→ Your goal
Reproduce the entries below verbatim, from their first line through the line that contains "pixel 188 100", including both of these lines.

→ Exercise materials
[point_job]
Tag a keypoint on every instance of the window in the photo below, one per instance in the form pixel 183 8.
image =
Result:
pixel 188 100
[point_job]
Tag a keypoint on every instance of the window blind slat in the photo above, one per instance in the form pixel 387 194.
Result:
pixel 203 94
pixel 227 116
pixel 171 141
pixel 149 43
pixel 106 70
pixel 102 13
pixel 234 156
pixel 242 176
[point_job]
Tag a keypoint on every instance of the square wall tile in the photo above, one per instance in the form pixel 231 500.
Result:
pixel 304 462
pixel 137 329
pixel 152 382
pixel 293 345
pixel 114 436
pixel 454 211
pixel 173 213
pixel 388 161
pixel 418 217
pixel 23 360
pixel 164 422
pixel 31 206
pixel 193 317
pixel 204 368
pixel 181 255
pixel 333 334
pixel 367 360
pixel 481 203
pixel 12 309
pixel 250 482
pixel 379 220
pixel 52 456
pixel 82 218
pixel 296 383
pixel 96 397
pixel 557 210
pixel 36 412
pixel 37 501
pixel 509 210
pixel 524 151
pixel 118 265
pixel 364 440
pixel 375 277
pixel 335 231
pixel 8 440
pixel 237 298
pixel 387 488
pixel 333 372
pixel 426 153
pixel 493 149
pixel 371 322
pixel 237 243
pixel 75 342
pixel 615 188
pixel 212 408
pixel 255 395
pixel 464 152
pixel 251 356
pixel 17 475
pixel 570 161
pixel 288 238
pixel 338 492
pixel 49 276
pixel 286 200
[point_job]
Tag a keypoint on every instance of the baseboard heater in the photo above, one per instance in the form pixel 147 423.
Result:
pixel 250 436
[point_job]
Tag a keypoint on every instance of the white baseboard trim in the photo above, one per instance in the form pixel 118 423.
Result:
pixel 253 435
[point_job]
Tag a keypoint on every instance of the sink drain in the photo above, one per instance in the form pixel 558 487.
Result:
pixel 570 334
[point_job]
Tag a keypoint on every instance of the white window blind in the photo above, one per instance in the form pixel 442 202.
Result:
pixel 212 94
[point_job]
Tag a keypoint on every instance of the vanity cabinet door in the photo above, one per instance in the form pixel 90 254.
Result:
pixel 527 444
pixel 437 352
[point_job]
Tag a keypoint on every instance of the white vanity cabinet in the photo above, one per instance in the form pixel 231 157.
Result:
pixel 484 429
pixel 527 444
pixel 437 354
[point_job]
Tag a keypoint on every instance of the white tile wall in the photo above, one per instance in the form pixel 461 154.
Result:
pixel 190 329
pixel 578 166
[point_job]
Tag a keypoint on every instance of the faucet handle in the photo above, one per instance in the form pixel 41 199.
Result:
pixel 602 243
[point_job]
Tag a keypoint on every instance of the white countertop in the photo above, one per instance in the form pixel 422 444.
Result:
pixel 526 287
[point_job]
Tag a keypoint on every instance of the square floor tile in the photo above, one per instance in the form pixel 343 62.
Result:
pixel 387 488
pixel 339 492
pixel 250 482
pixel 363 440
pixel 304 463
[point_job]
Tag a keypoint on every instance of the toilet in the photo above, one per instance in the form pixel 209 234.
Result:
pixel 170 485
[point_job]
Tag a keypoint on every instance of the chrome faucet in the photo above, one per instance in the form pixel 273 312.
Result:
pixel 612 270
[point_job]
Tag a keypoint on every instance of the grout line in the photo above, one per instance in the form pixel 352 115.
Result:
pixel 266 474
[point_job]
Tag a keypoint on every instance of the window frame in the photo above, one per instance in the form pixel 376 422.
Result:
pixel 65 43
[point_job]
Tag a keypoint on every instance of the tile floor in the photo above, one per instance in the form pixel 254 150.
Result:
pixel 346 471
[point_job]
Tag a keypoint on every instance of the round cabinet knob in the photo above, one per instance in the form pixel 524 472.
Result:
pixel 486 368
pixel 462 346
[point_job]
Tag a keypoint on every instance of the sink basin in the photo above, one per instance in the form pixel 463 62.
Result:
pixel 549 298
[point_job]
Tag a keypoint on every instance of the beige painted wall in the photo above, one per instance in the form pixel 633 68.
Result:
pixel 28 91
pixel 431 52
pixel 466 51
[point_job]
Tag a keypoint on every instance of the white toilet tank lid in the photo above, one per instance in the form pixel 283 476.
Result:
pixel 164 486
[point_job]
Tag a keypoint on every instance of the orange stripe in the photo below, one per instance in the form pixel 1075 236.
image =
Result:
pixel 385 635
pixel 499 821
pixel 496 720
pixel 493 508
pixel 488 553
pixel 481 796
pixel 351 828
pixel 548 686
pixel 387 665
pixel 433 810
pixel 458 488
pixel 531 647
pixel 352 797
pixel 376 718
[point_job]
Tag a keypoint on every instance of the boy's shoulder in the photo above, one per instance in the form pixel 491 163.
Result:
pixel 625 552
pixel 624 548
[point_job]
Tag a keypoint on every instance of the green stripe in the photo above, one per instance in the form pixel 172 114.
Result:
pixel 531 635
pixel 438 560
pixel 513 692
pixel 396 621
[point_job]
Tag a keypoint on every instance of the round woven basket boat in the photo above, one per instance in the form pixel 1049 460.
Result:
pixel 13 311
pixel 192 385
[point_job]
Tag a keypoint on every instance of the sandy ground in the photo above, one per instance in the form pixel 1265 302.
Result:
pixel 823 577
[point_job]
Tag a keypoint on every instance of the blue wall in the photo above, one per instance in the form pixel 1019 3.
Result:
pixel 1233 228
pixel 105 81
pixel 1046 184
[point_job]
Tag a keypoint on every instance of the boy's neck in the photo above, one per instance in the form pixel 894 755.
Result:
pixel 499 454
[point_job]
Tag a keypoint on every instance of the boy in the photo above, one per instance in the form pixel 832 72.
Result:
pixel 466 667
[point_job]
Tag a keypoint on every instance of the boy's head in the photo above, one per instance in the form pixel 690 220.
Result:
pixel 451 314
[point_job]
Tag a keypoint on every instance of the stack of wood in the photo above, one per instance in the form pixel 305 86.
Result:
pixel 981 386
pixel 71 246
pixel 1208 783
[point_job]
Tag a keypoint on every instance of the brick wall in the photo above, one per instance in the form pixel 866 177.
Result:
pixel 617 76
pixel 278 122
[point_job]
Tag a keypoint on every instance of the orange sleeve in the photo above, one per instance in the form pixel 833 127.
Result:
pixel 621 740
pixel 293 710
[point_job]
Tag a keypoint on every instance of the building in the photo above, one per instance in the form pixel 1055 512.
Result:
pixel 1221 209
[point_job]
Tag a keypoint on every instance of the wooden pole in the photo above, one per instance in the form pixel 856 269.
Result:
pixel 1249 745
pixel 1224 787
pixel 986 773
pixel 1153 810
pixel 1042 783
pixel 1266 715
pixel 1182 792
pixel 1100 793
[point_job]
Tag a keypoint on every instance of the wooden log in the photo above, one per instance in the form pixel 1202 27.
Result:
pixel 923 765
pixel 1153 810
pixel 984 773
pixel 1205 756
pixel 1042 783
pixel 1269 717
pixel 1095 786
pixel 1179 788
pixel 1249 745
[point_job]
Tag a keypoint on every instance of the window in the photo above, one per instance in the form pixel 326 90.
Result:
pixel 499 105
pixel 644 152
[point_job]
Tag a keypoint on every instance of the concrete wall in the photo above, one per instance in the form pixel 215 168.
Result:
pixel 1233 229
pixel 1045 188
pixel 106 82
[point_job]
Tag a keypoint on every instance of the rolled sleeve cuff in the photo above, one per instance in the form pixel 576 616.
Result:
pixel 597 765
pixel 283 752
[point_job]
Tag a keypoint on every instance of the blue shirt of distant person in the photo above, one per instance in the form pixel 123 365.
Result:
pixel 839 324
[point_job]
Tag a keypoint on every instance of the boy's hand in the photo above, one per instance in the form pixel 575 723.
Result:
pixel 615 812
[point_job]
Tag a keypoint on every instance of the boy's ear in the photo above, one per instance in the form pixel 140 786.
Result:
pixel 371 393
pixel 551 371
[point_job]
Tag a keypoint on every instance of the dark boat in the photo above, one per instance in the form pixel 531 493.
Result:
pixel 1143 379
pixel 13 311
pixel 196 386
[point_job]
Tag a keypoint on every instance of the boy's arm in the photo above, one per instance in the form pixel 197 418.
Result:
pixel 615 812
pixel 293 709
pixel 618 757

→ Problem solution
[point_job]
Tag a keypoint on every instance of the window in the photo below, one per instance in the form pixel 183 8.
image =
Result:
pixel 188 100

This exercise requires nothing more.